§ **AUFGABENSTELLUNG**:
Prüfen Sie, ob die Aussagen (a) bis (c) mit dem Buchauszug übereinstimmen, und begründen Sie jedes Ja oder Nein mit dem entscheidenden Wortlaut des Buchauszugs: (a) Auf die Frage »Wo kommst du eigentlich her?« folgt im Buchauszug die Antwort, man komme aus Langenhagen bei Hannover. (b) Integration wird im Buchauszug als einseitiger Prozess beschrieben. (c) Das Buch ist im Suhrkamp Verlag erschienen.

§ **VORLIEGENDER TEXT**:
Die Macht der Diaspora (eBook)
432 Seiten
Ullstein (Verlag)
978-3-8437-2765-5 (ISBN)
Alexander Clarkson forscht am King's College in London zu Deutschland und Europa. Geboren ist er in Kanada, aufgewachsen in Hannover, sein Vater ist Brite, seine Mutter Ukrainerin. In den Neunzigerjahren studierte er in Oxford und lebte dann in Ostberlin, bevor er nach Großbritannien zog. Der Schwerpunkt seiner Forschungen liegt auf den Beziehungen zwischen Diaspora-Gruppen und deutschen politischen Bewegungen nach 1945.
Alexander Clarkson lehrt am King's College in London "German and European Studies" mit dem Schwerpunkt Diasporaforschung. Geboren ist er in Kanada, aufgewachsen in Hannover, sein Vater ist Brite, seine Mutter Ukrainerin. In den Neunzigerjahren studierte er in Oxford und lebte dann in Ostberlin. Er wird gefeatured u.a. von Die Zeit, Tagesschau.de und ZDF heute.
EINLEITUNG
Diasporageschichte als deutsche Geschichte
Diaspora und Identität
Für jemanden wie mich, der ich in Deutschland aufwuchs, war die Frage so unausweichlich wie nervig. Es konnte in der Schule sein, auf einer Party oder mit Freunden in einer Kneipe. Ein Gespräch über ein unverfängliches Thema mit einem mir noch nicht bekannten Deutschen kam auf. Ob es eine nette Fachsimpelei über Fußballergebnisse oder eine politische Diskussion war, stets endete alles mit einem fragenden Blick, bei dem mir das Herz schwer wurde. Mein Gesprächspartner lehnte sich dann zurück und stellte die Frage, die so viele Menschen mit Migrationshintergrund zu fürchten gelernt haben:
»Wo kommst du eigentlich her?«
Mit einem Anflug von Verzweiflung pflegte ich darauf zu antworten:
»Aus Langenhagen bei Hannover.«
Und mit deprimierender Zwangsläufigkeit sah mich mein Gegenüber irritiert an und fragte:
»Nein, ich meine, wo du eigentlich herkommst?«
Einmal mehr wurde ich daran erinnert, dass es im Deutschland der 1990er-Jahre keine Frage der persönlichen Entscheidung war, zu bestimmen, wer man ist und woher man kommt.
Eine alte Frage: Wer ist Deutscher?
Der Kampf um die Definition, wer Deutscher ist und wer nicht, ist so alt wie der Kampf um den Aufbau eines beständigen deutschen Nationalstaats. Jeder Ausgangspunkt für die Ausbildung des deutschen Nationalbewusstseins, den Historiker angesetzt haben, wirft seine eigenen spannungsreichen Fragen danach auf, wann sich unterschiedliche regionale, Klassen-, Geschlechts- und andere kulturelle Identitäten zu etwas vereinten, was wir heute als erkennbar deutsch betrachten würden. In jeder Gesellschaft ist Integration ein wechselseitiger Prozess, in dem die allmähliche Integration von Einwanderern in das kulturelle und politische Leben auch Rückwirkungen darauf hat, wie die alteingesessene Bevölkerung ihre eigene kollektive Identität versteht. Wenn wir sie als Geschichten über aufeinanderprallende ethnische, religiöse, regionale oder klassenspezifische Traditionen verstehen und uns diese Geschichten genauer ansehen, dann erscheinen die Konflikte und Kontroversen, die zur Herausbildung des heutigen Deutschlands geführt haben, weniger geradlinig als die Erzählungen, die wir aus Schulbüchern oder Fernsehdokumentationen kennen. Zu untersuchen, wie diese Migrations- und Integrationsprozesse die Politik und Identität der Bundesrepublik verändert haben, ist das zentrale Vorhaben des vorliegenden Buches.

Einträge zur Beschriftung von Begrenzungsrahmen:

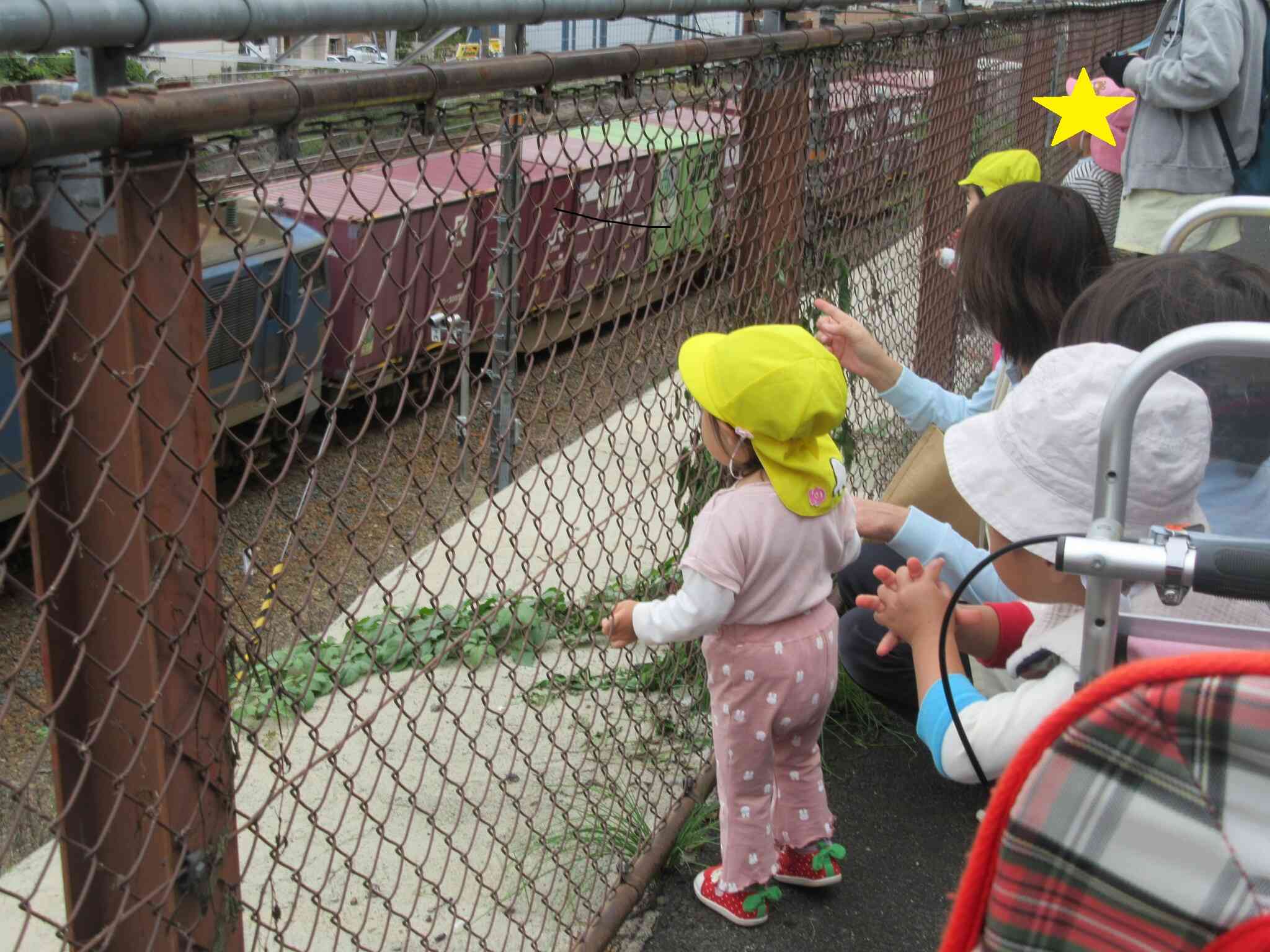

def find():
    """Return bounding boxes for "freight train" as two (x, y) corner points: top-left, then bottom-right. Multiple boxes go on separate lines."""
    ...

(0, 61), (990, 519)
(0, 202), (330, 522)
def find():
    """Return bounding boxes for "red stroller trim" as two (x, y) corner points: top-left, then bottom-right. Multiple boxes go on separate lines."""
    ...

(940, 651), (1270, 952)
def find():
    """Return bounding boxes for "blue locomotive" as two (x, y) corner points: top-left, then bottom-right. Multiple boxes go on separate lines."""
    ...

(0, 200), (330, 522)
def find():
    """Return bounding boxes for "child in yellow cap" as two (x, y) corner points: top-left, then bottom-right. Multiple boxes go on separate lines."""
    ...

(603, 325), (859, 925)
(936, 149), (1040, 271)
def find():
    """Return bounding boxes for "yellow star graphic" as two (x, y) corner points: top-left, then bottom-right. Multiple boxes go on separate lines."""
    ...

(1032, 69), (1133, 146)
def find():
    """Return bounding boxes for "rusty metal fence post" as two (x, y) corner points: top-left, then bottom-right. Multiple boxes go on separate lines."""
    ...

(6, 148), (241, 951)
(913, 19), (979, 386)
(491, 24), (525, 491)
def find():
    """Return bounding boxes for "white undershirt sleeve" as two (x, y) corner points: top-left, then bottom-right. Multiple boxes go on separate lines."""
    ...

(631, 569), (737, 645)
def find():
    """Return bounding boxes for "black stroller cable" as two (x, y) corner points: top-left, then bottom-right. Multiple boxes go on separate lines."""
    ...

(940, 532), (1085, 787)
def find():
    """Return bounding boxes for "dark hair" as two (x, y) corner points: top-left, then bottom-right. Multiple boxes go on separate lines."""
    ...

(1058, 252), (1270, 464)
(706, 410), (763, 480)
(957, 182), (1111, 367)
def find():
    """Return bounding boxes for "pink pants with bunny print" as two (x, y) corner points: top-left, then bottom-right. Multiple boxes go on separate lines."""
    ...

(703, 603), (838, 892)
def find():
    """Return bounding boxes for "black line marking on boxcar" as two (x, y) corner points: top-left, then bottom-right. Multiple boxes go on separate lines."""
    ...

(556, 208), (670, 229)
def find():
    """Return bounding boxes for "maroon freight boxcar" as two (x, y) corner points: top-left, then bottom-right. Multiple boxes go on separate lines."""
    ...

(265, 169), (435, 378)
(471, 152), (574, 340)
(525, 134), (655, 301)
(391, 152), (493, 346)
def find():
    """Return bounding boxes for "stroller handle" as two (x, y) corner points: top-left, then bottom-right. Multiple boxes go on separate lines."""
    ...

(1160, 195), (1270, 254)
(1081, 322), (1270, 684)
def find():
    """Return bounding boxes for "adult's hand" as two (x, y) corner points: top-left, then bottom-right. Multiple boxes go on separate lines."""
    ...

(852, 496), (908, 544)
(815, 299), (904, 391)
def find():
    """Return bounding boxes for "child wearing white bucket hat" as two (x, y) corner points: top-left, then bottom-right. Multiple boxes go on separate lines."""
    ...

(603, 325), (859, 925)
(857, 344), (1270, 783)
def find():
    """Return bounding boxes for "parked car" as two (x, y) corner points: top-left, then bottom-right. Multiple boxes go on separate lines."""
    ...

(344, 43), (389, 62)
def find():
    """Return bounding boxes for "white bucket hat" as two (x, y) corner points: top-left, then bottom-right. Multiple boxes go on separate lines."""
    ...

(944, 344), (1213, 561)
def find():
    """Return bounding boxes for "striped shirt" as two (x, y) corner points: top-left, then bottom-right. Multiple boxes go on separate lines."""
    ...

(1063, 156), (1124, 245)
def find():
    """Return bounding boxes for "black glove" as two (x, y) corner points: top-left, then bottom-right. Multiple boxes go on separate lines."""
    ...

(1099, 53), (1134, 86)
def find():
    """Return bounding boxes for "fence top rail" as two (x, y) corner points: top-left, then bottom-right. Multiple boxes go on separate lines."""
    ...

(0, 0), (1148, 52)
(0, 0), (1148, 169)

§ **LÖSUNG**:
(a) Ja: »Aus Langenhagen bei Hannover.«
(b) Nein: »In jeder Gesellschaft ist Integration ein wechselseitiger Prozess«
(c) Nein: »Ullstein (Verlag)«